**EXCERPTED TEXT:**
=======

A group of influential US-based activists has said that South Sudan, which celebrated the second anniversary of its independence on Tuesday, faces an “increasingly perilous fate” and is sliding towards “instability, conflict and a protracted government crisis” due in part to rampant official corruption and abuse of power.

The warning, in an open letter to South Sudan's president, Salva Kiir, and his deputy, Riek Machar, comes amid rising alarm about ethnic violence and alleged atrocities in eastern Jonglei state.

Hilde Johnson, the UN special envoy to South Sudan, told the security council this week that over-stretched peacekeepers needed surveillance drones and helicopter gunships to deal with the crisis.

The group of activists, known as the Friends of South Sudan, includes Roger Winter, a former US state department special envoy, John Prendergast, co-founder of the Enough Project, and Professor Eric Reeves, a noted Sudan scholar.

The group became known as the “midwives” for their successful lobbying of the Bush administration and the UN in support of an independent South Sudan and for their backing for the 2005 comprehensive peace agreement, which ended the civil war.

In their letter they assure Kiir of their goodwill, then launch into a fierce attack on almost every aspect of his government's record.

“Over the past several years—but the last six months in particular—South Sudan government security forces have engaged in a campaign of violence again civilians simply because they belonged to a different ethnic group or they are viewed as opponents of the current government,” the letter states.

“This violence is shocking and has included rape, murder, theft and destruction of property. We are particularly concerned about the evidence emerging of abuses by government forces in Jonglei. These terrible crimes occur because government forces believe they have the power to act with impunity.”

The group says reforms are urgently needed to tackle widespread human rights abuses in South Sudan, including extra-judicial killings, arbitrary arrests, media intimidation and corruption. Failing this, it suggests, the infant state may collapse.

“After almost nine years of self-rule, the government is still failing to meet the basic needs of its people . . . Those who have benefitted—who have become wealthy by misappropriating government funds—have often sent their families outside South Sudan, their children to private schools abroad, and have obtained the best medical services available in the world.

“This occurs while ordinary citizens who remain in South Sudan cannot afford even basic health services or modest educations for their children.” Despite Kiir's admission that corruption was a serious problem, little had been done to curb it, the letter said.

=======

(Stored data)
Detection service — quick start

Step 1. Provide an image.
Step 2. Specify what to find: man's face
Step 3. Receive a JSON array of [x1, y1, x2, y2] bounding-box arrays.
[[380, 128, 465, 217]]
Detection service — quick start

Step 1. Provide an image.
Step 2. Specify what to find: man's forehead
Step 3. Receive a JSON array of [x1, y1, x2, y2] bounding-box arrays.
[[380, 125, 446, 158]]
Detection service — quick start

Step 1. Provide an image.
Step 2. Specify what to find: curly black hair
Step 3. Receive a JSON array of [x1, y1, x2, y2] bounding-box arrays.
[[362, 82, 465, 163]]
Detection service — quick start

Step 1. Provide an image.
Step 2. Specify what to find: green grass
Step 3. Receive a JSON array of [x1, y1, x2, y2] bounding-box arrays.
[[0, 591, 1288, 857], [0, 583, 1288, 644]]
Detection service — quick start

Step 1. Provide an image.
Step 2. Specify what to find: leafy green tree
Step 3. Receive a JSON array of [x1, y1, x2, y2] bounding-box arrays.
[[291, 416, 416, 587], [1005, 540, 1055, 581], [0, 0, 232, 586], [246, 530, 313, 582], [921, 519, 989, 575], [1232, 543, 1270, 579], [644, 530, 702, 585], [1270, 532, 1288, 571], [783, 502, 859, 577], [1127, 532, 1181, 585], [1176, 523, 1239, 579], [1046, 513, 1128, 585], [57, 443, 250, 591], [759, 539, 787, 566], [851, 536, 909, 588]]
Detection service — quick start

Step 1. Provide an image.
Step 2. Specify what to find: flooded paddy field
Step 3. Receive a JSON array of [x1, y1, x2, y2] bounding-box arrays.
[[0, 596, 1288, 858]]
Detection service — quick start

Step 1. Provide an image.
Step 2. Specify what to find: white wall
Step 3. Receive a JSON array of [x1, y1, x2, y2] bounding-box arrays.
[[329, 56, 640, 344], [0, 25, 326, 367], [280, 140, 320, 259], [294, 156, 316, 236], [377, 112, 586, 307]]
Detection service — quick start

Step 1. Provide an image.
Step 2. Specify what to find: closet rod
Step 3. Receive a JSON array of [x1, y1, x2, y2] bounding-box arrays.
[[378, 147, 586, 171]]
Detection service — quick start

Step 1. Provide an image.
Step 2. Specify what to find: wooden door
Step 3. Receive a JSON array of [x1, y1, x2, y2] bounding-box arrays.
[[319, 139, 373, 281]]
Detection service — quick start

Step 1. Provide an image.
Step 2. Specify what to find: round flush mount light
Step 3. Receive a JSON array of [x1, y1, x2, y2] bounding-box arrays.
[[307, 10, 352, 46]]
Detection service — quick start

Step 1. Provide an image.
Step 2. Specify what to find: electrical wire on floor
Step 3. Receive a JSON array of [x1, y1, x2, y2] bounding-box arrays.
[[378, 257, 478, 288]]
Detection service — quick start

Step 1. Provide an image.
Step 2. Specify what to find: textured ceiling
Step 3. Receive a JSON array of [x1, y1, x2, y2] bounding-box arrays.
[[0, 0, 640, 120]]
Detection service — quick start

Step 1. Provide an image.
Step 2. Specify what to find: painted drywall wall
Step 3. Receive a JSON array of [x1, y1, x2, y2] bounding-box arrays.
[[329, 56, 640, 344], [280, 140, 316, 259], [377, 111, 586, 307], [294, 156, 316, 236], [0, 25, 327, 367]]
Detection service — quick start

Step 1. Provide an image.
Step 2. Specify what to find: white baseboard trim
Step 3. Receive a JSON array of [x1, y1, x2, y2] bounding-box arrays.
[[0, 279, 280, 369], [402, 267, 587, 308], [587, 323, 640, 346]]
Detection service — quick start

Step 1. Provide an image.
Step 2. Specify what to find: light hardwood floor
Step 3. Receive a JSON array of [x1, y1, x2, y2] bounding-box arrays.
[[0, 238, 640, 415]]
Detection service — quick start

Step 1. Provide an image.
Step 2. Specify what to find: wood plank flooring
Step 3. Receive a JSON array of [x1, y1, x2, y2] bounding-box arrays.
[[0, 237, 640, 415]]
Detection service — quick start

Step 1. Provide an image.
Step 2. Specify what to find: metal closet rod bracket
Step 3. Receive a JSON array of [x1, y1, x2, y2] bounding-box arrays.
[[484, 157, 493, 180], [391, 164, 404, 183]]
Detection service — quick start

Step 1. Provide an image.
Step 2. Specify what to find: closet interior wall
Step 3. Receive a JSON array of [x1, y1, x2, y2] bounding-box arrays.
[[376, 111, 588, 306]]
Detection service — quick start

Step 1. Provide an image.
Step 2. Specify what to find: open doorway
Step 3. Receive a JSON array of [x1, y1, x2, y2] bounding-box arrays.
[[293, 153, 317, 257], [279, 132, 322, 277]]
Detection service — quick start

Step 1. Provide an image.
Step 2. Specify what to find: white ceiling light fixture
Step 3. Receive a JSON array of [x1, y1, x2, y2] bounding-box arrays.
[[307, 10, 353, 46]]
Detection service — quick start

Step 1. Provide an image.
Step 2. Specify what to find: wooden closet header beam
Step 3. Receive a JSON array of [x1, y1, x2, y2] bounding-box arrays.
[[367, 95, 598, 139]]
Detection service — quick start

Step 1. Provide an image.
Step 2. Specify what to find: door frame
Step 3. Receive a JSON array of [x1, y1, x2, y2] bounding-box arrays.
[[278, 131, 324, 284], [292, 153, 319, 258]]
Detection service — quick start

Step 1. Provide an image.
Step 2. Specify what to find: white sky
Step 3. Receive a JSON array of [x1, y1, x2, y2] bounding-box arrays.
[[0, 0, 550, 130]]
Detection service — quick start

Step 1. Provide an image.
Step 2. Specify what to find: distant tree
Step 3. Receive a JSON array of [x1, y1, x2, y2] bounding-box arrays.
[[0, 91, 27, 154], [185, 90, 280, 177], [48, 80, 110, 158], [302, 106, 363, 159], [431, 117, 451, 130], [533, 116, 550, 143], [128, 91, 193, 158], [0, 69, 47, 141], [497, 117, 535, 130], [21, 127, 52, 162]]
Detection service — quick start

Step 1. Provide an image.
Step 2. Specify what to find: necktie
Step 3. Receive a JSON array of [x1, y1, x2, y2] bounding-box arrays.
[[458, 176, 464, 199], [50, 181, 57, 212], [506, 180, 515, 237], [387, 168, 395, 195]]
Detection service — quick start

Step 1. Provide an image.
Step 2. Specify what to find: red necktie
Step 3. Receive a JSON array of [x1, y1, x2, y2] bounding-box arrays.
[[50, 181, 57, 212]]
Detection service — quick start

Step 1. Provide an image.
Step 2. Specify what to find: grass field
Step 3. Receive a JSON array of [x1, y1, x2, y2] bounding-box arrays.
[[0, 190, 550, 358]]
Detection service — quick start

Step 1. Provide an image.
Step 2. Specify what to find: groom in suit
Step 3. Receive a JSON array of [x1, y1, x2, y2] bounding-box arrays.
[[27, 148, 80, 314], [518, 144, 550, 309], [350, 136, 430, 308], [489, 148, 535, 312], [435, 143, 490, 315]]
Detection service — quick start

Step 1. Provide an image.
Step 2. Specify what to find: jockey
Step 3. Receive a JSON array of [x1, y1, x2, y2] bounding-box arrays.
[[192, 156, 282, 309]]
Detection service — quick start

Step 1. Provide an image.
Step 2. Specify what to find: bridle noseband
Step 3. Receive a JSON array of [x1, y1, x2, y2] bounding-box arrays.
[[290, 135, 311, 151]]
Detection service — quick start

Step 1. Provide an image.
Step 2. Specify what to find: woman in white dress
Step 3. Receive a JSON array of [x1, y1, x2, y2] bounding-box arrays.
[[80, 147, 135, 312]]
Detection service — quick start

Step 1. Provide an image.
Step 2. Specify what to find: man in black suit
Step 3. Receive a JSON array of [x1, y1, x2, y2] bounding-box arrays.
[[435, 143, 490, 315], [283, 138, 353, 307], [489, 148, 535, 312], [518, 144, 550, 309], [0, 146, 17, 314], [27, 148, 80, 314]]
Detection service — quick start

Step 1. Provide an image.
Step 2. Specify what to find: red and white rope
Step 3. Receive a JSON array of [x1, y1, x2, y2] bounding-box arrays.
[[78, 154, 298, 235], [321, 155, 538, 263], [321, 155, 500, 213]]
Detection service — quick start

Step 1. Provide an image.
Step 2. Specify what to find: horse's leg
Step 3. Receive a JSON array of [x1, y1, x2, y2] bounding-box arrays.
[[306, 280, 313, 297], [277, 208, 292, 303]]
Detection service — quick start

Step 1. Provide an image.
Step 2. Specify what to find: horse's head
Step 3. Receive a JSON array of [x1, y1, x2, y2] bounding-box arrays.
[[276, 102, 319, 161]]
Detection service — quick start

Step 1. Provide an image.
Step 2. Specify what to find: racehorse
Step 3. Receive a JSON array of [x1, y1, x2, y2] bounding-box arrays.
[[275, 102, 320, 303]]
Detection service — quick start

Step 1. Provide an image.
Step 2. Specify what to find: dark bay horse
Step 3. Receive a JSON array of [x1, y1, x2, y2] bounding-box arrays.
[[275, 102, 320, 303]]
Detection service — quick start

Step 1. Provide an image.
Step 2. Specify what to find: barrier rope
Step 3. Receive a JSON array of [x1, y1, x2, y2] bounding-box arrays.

=======

**TASK DIRECTIONS:**
Reproduce the part of the letter article that opens with the words "The warning, in" and closes with "eastern Jonglei state.", keeping every word unchanged. The rows have nothing to do with this.

**EXERCISE RESPONSE:**
The warning, in an open letter to South Sudan's president, Salva Kiir, and his deputy, Riek Machar, comes amid rising alarm about ethnic violence and alleged atrocities in eastern Jonglei state.